* Required action
Give the count of lines that hold the word "desk" in this listing, with nothing added.

* Data in this exercise

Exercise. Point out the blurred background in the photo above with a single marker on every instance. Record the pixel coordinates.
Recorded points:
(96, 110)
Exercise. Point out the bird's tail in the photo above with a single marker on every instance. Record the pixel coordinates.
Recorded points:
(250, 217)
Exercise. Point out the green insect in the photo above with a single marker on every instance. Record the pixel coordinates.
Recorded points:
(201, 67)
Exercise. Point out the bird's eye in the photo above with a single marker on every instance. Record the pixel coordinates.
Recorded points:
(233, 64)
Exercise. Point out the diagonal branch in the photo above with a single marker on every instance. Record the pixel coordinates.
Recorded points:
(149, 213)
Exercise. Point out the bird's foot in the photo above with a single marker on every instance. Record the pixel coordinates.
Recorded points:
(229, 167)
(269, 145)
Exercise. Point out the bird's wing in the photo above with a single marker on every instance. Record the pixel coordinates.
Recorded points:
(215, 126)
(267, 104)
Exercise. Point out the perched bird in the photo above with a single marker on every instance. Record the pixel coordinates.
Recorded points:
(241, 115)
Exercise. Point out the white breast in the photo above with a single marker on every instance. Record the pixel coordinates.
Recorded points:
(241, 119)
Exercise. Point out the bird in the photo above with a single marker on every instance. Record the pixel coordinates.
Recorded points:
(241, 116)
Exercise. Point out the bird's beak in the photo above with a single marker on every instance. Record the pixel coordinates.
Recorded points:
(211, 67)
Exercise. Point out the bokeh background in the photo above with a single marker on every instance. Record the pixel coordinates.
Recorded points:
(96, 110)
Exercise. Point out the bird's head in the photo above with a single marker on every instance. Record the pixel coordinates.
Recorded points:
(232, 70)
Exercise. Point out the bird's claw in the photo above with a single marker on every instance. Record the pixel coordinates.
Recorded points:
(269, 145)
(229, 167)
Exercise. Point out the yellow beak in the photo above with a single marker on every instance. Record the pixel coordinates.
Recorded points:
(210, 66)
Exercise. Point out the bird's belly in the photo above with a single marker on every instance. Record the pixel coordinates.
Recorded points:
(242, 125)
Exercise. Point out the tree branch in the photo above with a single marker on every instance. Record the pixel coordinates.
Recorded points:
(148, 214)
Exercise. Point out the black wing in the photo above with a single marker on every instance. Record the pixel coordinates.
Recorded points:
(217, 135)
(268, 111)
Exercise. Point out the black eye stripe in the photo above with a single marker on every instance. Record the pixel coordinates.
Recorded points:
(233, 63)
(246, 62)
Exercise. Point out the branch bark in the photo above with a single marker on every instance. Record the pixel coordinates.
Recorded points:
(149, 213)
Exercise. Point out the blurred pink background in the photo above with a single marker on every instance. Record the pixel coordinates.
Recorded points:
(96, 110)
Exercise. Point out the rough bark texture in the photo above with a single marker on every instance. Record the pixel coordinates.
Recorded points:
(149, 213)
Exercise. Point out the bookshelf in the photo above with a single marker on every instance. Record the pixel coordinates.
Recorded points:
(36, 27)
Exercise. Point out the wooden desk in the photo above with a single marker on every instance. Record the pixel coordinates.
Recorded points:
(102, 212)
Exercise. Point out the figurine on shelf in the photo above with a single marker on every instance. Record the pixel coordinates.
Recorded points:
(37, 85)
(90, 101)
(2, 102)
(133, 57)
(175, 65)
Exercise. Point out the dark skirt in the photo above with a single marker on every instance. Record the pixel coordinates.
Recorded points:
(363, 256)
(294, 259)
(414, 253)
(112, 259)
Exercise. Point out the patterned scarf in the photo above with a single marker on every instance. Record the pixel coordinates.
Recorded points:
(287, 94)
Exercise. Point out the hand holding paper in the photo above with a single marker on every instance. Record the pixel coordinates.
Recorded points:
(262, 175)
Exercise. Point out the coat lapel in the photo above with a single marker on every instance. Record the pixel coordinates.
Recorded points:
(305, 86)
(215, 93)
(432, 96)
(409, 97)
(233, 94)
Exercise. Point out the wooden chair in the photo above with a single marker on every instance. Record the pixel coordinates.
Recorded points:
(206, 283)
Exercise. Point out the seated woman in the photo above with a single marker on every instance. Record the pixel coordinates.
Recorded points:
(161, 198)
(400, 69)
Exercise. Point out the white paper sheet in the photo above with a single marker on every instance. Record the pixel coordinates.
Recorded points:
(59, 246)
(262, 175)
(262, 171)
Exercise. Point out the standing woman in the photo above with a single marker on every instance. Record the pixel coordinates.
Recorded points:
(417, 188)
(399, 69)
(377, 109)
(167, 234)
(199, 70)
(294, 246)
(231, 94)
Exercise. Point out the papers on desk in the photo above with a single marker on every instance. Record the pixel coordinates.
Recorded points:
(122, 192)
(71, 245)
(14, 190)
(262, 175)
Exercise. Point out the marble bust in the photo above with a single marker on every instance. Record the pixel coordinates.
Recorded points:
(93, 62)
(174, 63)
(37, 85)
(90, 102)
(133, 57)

* Result for this task
2